_TEXTO PROPORCIONADO_
-=-=-=-=-

El código de la suprema felicidad

4/25Y le siguió (a Jesús) una gran muchedumbre de Galilea, Decápolis, Jerusalén y Judea, y del otro lado del Jordán. 5/1Viendo a la muchedumbre, subió al monte y se sentó. Sus discípulos se le acercaron. 2Entonces, tomando la palabra, les enseñaba así: 3“Bienaventurados los pobres en el espíritu, porque de ellos es el Reino de los Cielos. 4Bienaventurados los mansos porque ellos poseerán en herencia la tierra. 5Bienaventurados los que lloran, porque ellos serán consolados. 6Bienaventurados los que tienen hambre y sed de justicia, porque ellos serán saciados. 7Bienaventurados los misericordiosos, porque ellos alcanzarán misericordia. 8Bienaventurados los limpios de corazón, porque ellos verán a Dios. 9Bienaventurados los que trabajan por la paz, porque ellos serán llamados hijos de Dios. 10Bienaventurados los perseguidos por causa de la justicia, porque de ellos es el Reino de los Cielos. 11Bienaventurados seréis cuando os injurien y os persigan, y cuando, por mi causa, os acusen en falso de toda clase de males. 12Alegraos y regocijaos, porque vuestra recompensa será grande en los cielos; pues de la misma manera persiguieron a los profetas anteriores a vosotros.

[Evangelio según san Mateo (Mt 4,25—5,12) — 4º domingo del tiempo ordinario]

El texto principal que la liturgia de la palabra nos presenta para este domingo es el “preámbulo” (Mt 5,1-12) del discurso inaugural y programático de Jesús conocido como la “enseñanza del monte” (Mc 5,1—7,29). El evangelista da inicio a su relato constatando las diversas procedencias del gentío que se aglomera en torno a Jesús en el “monte”. En efecto, la multitud que sigue a Jesús proviene de todos los territorios de Israel, formando un movimiento concéntrico que se dirige hacia él. La Galilea representa al noroeste, la Decápolis al noreste, la Judea con Jerusalén el suroeste, la Transjordania al sureste. Son las mismas regiones de las que provienen la multitud que se dirigían al Bautista (Mt 3,5) a excepción de la Galilea, tierra en la que Jesús ejerce principalmente su ministerio y en la cual “el pueblo inmerso en la tiniebla ha visto una grande luz” (Mt 4,16). Las diversas procedencias del auditorio indican que la composición es heterogénea, pues se dan cita tanto judíos como no judíos; en consecuencia, tiene un alcance universal.

-=-=-=-=-

_DATOS DE LA TAREA_
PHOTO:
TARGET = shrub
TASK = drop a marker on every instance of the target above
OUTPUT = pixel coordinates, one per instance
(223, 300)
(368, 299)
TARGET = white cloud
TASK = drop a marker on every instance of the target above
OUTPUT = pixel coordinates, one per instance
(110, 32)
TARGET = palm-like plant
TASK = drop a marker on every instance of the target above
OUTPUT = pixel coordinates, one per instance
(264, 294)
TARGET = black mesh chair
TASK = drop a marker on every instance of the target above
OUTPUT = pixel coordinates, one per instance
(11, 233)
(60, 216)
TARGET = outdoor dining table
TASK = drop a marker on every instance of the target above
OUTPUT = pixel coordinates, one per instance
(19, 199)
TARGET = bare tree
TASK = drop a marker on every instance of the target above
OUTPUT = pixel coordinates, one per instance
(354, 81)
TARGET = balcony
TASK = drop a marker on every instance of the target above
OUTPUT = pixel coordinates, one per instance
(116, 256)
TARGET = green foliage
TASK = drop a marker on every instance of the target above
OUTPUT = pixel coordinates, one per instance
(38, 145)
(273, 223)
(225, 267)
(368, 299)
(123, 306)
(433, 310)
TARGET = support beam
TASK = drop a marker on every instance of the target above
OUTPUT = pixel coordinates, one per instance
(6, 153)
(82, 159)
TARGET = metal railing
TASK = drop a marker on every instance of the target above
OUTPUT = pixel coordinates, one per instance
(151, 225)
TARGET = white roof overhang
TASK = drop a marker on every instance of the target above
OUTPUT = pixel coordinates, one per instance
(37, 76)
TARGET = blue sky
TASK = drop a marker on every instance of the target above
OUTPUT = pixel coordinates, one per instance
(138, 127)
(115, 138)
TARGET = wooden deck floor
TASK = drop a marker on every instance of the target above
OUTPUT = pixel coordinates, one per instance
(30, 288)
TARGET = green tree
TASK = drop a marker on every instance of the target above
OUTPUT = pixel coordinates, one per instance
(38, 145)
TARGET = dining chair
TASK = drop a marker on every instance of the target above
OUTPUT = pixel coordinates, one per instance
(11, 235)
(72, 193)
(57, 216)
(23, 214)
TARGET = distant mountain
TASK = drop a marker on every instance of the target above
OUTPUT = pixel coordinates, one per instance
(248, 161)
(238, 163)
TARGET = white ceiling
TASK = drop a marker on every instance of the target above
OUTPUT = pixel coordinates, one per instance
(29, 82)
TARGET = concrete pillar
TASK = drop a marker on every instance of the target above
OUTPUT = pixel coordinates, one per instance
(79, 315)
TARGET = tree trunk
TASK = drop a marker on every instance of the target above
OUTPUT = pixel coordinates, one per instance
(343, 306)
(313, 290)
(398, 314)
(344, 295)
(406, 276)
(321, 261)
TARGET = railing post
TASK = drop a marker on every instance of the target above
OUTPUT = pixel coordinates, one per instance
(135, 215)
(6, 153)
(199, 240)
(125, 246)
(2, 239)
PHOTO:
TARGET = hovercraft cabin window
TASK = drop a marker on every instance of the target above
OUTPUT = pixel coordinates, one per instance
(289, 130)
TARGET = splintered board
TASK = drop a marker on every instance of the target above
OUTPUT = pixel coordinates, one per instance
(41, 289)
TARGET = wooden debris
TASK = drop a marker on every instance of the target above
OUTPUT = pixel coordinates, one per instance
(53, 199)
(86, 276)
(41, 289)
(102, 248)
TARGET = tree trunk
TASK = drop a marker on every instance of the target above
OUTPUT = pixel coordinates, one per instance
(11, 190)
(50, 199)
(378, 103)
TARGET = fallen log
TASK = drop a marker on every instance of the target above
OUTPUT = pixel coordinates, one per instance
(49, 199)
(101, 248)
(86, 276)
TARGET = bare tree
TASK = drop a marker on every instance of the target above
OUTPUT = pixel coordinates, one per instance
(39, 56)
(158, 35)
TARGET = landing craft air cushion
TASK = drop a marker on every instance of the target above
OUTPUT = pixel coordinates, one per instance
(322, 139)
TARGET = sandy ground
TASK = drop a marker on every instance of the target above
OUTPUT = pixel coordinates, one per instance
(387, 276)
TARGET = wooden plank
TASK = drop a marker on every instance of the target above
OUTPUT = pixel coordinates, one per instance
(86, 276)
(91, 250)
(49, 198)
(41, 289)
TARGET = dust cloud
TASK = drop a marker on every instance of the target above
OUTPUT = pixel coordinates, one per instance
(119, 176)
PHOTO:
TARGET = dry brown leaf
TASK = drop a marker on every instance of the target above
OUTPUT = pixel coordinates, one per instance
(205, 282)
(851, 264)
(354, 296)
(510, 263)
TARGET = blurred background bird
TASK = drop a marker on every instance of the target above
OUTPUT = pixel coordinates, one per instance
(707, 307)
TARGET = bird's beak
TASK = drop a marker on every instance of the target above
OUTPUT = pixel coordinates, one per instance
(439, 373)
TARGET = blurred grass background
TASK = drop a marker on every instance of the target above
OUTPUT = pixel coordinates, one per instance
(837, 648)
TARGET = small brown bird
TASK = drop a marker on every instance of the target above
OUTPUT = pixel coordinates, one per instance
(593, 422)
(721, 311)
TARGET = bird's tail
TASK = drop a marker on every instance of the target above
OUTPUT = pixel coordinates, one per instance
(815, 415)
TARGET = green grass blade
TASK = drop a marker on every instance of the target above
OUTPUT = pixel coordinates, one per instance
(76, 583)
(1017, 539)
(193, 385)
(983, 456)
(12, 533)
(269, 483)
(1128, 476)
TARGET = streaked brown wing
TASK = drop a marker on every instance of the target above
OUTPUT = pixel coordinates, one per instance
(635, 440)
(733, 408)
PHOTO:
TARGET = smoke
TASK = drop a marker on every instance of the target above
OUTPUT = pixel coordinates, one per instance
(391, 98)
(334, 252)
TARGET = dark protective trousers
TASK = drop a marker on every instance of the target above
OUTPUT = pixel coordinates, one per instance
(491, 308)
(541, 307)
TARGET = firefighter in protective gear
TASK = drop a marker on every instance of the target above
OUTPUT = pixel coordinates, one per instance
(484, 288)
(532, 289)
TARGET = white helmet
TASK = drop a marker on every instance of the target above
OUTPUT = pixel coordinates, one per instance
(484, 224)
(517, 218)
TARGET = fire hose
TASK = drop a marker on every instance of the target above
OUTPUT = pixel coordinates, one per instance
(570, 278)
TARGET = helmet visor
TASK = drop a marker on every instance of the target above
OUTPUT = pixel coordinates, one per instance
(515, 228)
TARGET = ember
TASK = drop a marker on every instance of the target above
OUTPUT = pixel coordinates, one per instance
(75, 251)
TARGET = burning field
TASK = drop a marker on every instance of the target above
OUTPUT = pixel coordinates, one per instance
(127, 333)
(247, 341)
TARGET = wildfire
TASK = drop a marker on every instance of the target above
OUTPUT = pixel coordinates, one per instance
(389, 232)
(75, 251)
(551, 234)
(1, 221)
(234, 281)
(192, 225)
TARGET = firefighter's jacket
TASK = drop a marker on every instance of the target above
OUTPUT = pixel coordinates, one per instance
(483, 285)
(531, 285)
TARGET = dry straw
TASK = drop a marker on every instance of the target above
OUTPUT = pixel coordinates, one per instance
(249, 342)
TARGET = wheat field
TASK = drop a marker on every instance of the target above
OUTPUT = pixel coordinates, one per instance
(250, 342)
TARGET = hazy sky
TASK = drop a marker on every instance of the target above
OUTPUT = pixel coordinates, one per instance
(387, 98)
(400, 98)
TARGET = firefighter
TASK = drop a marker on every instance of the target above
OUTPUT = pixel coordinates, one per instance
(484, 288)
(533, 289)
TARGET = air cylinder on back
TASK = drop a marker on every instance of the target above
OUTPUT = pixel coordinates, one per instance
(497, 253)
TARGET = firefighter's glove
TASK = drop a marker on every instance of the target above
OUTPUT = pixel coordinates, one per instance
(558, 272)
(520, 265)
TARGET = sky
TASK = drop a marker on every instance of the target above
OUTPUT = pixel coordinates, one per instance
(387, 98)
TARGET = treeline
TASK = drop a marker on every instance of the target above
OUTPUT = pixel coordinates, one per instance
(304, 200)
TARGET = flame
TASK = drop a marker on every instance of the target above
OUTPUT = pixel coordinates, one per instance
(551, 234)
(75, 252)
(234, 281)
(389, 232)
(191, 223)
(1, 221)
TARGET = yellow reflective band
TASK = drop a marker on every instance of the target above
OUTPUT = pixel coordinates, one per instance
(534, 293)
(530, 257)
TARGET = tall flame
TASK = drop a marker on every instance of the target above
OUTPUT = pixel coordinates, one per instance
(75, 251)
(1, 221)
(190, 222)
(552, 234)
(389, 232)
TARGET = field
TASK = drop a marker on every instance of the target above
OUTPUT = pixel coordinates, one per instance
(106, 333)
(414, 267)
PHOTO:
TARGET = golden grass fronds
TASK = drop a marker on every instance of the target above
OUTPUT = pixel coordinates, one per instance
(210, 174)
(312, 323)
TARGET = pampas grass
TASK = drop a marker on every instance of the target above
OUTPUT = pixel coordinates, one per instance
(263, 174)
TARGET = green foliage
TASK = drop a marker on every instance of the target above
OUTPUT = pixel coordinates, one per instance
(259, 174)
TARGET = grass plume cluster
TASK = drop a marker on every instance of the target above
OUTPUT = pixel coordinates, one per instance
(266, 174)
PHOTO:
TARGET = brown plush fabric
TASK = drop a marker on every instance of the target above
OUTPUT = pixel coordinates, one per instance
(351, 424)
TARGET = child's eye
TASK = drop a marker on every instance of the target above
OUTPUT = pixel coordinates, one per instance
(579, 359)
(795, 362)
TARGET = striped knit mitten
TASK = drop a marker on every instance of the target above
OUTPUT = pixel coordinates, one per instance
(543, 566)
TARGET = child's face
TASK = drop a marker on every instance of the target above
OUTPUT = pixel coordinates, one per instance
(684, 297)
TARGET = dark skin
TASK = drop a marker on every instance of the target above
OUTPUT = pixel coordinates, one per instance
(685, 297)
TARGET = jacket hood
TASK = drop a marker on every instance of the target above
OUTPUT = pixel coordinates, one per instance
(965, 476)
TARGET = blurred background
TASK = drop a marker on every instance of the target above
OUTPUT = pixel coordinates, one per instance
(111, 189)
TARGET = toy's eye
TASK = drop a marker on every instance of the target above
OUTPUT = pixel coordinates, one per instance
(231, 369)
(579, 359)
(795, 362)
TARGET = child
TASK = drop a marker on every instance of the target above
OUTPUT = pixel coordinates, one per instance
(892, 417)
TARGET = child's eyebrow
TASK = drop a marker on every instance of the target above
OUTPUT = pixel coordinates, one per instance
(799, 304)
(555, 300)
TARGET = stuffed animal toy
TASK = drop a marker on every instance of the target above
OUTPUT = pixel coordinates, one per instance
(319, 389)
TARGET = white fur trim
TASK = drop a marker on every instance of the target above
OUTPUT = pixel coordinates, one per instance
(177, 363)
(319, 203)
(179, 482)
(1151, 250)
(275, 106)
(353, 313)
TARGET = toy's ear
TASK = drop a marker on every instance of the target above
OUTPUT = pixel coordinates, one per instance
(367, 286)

-=-=-=-=-

_TAREA INDICADA 1_
Indica solo el número de líneas del listado que contienen la palabra "dark". Se distinguen mayúsculas y minúsculas.
_TAREA INDICADA 2_
Prosigue el comentario sobre las bienaventuranzas a partir de su última oración.

_RESULTADO 1_
2

_RESULTADO 2_
El cuadro (Mt 5,1) y el tono de algunas afirmaciones remiten a la teofanía del Sinaí (Ex 19—24). Jesús proclama el “código de la felicidad” sobre el monte, como Moisés había recibido la Ley de Dios sobre la montaña. Jesús, sin embargo, no se presenta exactamente como un legislador. No proclama una “nueva” ley, es decir, una ley que no era conocida. Se presenta, más bien, como intérprete auténtico de la Ley (Mt 5,17-48; 7,28-29). Su hermenéutica es nueva. Además, Jesús proclama las bienaventuranzas en la tierra de la promesa (cf. 5,3-4) y “da” esta tierra a los pobres, a los humildes, etc. Como Josué, Jesús “hace entrar” en la tierra de la promesa, es decir el Reino de los Cielos. Moisés, en cambio, nunca ha entrado en la tierra de la promesa y recibió la Ley en el desierto.

Es importante el ambiente que se describe en Mt 5,1-2: el monte, sitio de la revelación divina, del encuentro con Dios (cf. Ex 19, 20, en el Sinaí, en el Sión, Dt 4,48). La disposición del auditorio en forma de círculo concéntrico: multitud–discípulos–Jesús resalta la centralidad de la ubicación del Señor que ejerce su autoridad, sentado, como en una cátedra.

Las bienaventuranzas (makarismos), “preámbulo” de la “Carta magna del Reino”, es el anuncio de la suprema felicidad que se alcanza cuando se pone en movimiento la voluntad de Dios, según se manifestó en la acción de Cristo.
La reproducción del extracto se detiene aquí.